Instructions to follow
After locating the line with "Target: soil ground", reproduce it and all following lines of the listing below exactly, stopping only at the final line.

Stored data
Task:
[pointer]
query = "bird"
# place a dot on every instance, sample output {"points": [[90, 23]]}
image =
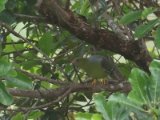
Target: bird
{"points": [[98, 67]]}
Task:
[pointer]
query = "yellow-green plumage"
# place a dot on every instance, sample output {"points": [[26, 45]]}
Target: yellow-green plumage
{"points": [[97, 66]]}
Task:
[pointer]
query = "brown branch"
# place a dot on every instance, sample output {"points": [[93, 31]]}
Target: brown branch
{"points": [[79, 87], [41, 78], [132, 50]]}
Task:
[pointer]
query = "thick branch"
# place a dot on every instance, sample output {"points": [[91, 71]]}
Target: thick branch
{"points": [[132, 50], [87, 87]]}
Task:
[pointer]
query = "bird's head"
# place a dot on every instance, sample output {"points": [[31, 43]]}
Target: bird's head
{"points": [[79, 61]]}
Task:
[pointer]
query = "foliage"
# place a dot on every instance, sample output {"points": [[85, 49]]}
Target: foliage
{"points": [[36, 57], [142, 102]]}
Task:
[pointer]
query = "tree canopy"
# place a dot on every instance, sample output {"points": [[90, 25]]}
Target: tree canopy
{"points": [[40, 40]]}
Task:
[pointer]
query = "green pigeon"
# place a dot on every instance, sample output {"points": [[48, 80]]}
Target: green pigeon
{"points": [[98, 67]]}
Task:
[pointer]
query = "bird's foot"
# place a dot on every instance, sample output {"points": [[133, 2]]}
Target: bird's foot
{"points": [[101, 81]]}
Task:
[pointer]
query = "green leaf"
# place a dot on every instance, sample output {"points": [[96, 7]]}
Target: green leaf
{"points": [[157, 37], [5, 66], [46, 43], [2, 5], [101, 105], [155, 75], [5, 97], [35, 114], [7, 17], [122, 100], [18, 116], [21, 81], [96, 117], [140, 82], [147, 11], [84, 7], [142, 30], [130, 17], [83, 116]]}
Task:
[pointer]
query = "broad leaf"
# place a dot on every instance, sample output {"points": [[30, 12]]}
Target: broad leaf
{"points": [[21, 81], [155, 75], [147, 11], [35, 114], [2, 5], [142, 30], [83, 116], [5, 97], [46, 43], [18, 116], [157, 37], [5, 67], [101, 105], [130, 17], [140, 82], [122, 100]]}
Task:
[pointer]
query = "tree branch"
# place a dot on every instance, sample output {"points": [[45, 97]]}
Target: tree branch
{"points": [[132, 50]]}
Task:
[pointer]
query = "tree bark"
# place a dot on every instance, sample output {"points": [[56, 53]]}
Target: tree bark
{"points": [[102, 38]]}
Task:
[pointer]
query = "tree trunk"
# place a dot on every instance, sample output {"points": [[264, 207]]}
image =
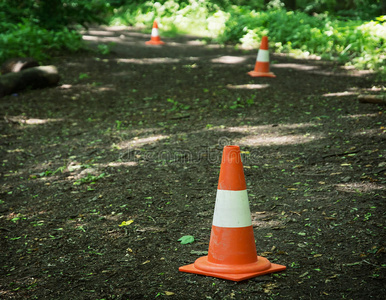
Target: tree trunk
{"points": [[33, 78]]}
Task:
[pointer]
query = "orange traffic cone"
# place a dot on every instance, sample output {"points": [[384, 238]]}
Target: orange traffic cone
{"points": [[232, 251], [155, 38], [262, 61]]}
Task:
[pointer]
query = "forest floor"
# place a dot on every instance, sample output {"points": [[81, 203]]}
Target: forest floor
{"points": [[103, 174]]}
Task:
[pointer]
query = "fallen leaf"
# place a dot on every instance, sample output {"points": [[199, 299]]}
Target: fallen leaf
{"points": [[196, 252], [186, 239], [126, 223], [304, 274], [169, 293]]}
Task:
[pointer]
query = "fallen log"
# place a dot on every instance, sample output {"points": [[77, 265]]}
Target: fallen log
{"points": [[377, 99], [14, 65], [31, 78]]}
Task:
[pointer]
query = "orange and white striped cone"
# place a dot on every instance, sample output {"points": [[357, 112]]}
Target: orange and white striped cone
{"points": [[155, 38], [262, 61], [232, 251]]}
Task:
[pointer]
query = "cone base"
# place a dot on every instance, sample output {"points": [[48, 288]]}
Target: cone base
{"points": [[235, 276], [154, 42], [261, 74]]}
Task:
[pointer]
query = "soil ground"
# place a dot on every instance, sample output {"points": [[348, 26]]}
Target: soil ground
{"points": [[102, 175]]}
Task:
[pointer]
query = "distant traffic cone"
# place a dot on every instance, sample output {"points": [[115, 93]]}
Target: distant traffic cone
{"points": [[155, 38], [232, 251], [262, 61]]}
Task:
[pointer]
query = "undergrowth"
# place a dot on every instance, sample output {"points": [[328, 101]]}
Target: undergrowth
{"points": [[351, 42]]}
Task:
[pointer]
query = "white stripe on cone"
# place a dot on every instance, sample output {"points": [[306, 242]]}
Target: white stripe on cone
{"points": [[232, 209], [263, 55], [154, 32]]}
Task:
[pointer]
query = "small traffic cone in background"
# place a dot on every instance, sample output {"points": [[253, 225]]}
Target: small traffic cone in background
{"points": [[155, 38], [262, 61], [232, 251]]}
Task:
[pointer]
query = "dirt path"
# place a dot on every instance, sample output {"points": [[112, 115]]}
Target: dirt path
{"points": [[135, 137]]}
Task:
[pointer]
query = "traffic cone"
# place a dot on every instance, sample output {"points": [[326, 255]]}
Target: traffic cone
{"points": [[232, 251], [155, 38], [262, 61]]}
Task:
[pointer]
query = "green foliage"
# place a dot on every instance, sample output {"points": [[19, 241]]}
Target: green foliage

Solution
Target: soil ground
{"points": [[102, 175]]}
Task:
[pointer]
query = "distant traffic cone"
# place a dot on every instance, sample output {"points": [[115, 93]]}
Target: distant traffic cone
{"points": [[155, 38], [232, 251], [262, 61]]}
Task:
[pointer]
query = "undergrowth"
# place a dot on every instance, sample output {"points": [[328, 101]]}
Target: undergrowth
{"points": [[351, 42]]}
Task:
[pointer]
query = "white stripe on cone"
# place a dot on every instance, sample output {"points": [[306, 242]]}
Target: white stripe on cone
{"points": [[232, 209], [263, 55], [154, 32]]}
Task:
[pointer]
query = "small traffic cone in background"
# place a dot on every instance, sample output {"points": [[253, 225]]}
Target: small traffic cone in background
{"points": [[155, 38], [262, 61], [232, 251]]}
Task:
[pointer]
query = "dirt path"
# place a dot on every instance, sample output {"points": [[112, 115]]}
Target: dirt path
{"points": [[135, 137]]}
Task:
[pointer]
query = "traffic cone"
# place a dot on every instance, sample output {"points": [[326, 255]]}
Target: traffic cone
{"points": [[232, 251], [155, 38], [262, 61]]}
Task:
[pointer]
query = "green foliage"
# place a dot on every instance, sample output {"points": [[19, 241]]}
Target: green foliage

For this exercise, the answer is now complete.